Records supplied:
————————

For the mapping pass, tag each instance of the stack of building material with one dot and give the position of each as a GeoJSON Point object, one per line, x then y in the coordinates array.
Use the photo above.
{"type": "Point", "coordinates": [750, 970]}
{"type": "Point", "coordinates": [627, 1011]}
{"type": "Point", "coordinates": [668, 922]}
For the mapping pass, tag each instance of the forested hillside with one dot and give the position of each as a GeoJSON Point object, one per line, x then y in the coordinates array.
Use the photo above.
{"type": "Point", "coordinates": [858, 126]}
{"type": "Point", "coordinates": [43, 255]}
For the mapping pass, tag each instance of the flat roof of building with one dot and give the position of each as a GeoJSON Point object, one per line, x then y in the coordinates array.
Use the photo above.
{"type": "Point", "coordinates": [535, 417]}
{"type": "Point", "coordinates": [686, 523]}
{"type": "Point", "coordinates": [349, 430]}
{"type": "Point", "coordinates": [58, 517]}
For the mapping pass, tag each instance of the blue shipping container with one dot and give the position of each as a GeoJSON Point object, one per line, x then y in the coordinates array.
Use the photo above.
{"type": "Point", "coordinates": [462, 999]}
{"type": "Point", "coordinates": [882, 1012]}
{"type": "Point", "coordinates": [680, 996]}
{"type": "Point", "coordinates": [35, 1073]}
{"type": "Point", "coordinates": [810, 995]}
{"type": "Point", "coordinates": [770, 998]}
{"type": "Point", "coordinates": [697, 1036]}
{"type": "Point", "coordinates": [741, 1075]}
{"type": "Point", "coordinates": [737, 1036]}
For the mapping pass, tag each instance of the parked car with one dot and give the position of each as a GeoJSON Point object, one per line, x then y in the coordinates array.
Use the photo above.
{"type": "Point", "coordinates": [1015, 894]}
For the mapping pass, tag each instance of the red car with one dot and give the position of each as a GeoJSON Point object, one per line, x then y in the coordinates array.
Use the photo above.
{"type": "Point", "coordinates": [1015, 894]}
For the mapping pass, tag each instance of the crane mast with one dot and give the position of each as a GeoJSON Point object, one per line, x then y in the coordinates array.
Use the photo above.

————————

Work to be completed: Reproduce the records from the line containing "For the mapping pass, tag each instance of the parked" through the end of the records, both ends included, with the requests kept unchanged. Multiply every point coordinate in the answers by 0.45 and round to whole numbers, rounding halves up.

Written reply:
For the mapping pass, tag each instance of the parked car with one dot and give the position of each as a GeoJSON Point object, one per line, x then y in the coordinates array.
Use the photo above.
{"type": "Point", "coordinates": [457, 402]}
For the mapping pass, tag each instance of the red car with one dot and give the position of each as a GeoJSON Point object, one per line, x then y in the coordinates array.
Use the photo above.
{"type": "Point", "coordinates": [457, 402]}
For the mapping pass, tag each instance of the crane mast with one dot and give the position of each as a GeoJSON Point object, one per line, x then y in the coordinates array.
Use the photo above.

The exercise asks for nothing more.